EXERCISE
Return, word for word, the stretch of lines from the one containing "Q: Pinpoint the overcast" through the one containing "[[159, 100, 199, 127]]", including both of those lines.

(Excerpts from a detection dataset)

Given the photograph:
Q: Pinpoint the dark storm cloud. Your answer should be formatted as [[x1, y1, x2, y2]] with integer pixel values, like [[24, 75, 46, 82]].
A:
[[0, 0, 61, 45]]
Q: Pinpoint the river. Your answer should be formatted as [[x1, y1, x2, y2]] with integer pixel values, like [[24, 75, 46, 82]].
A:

---

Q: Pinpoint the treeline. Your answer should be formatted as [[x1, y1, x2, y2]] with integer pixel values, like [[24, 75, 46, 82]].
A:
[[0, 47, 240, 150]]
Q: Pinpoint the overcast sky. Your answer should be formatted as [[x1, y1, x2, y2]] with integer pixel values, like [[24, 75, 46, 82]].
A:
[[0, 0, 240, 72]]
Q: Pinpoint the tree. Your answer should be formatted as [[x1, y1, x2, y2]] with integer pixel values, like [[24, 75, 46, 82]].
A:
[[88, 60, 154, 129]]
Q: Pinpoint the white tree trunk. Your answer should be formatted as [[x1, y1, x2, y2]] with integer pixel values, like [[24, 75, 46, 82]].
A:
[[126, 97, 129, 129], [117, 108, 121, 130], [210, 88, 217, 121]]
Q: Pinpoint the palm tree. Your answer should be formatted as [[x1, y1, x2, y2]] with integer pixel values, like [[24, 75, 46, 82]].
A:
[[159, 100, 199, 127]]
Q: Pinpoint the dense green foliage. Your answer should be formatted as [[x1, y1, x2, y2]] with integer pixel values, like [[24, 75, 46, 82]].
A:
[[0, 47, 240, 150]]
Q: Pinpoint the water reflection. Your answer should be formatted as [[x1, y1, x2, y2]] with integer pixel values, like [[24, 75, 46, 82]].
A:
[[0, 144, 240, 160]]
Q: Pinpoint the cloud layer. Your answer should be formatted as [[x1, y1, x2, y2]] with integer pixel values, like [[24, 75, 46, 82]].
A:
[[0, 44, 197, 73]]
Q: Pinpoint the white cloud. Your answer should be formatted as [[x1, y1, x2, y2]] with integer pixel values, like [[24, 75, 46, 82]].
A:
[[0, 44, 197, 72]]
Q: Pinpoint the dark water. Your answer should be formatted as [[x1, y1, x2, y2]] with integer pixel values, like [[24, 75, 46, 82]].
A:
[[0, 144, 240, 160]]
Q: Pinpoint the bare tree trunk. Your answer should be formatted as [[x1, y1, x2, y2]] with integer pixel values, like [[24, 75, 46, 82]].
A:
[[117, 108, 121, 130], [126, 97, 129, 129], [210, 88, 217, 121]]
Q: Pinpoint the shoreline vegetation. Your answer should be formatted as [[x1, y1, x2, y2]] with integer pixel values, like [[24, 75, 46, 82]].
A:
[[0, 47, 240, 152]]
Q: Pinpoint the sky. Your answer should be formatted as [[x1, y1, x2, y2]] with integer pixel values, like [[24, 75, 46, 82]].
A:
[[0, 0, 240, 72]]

FULL ANSWER
Q: Pinpoint the overcast sky. Your answer should be formatted as [[x1, y1, x2, y2]] with integer pixel values, like [[24, 75, 46, 82]].
A:
[[0, 0, 240, 72]]
Q: Pinpoint the tree. Your answer should be formatted as [[x1, y1, x2, y2]] with integer pixel values, like [[24, 75, 46, 82]].
A:
[[88, 60, 154, 129]]
Q: Pinpoint the white tree trunk. Your answer should be formatted as [[x1, y1, x2, y2]] with integer pixel values, like [[24, 75, 46, 82]].
A:
[[126, 97, 129, 129], [117, 108, 121, 130], [210, 88, 217, 121]]
Q: Pinpoint the palm tree. Your answer should be formatted as [[x1, y1, x2, y2]] with integer pixel values, like [[24, 75, 46, 82]].
A:
[[159, 100, 199, 127]]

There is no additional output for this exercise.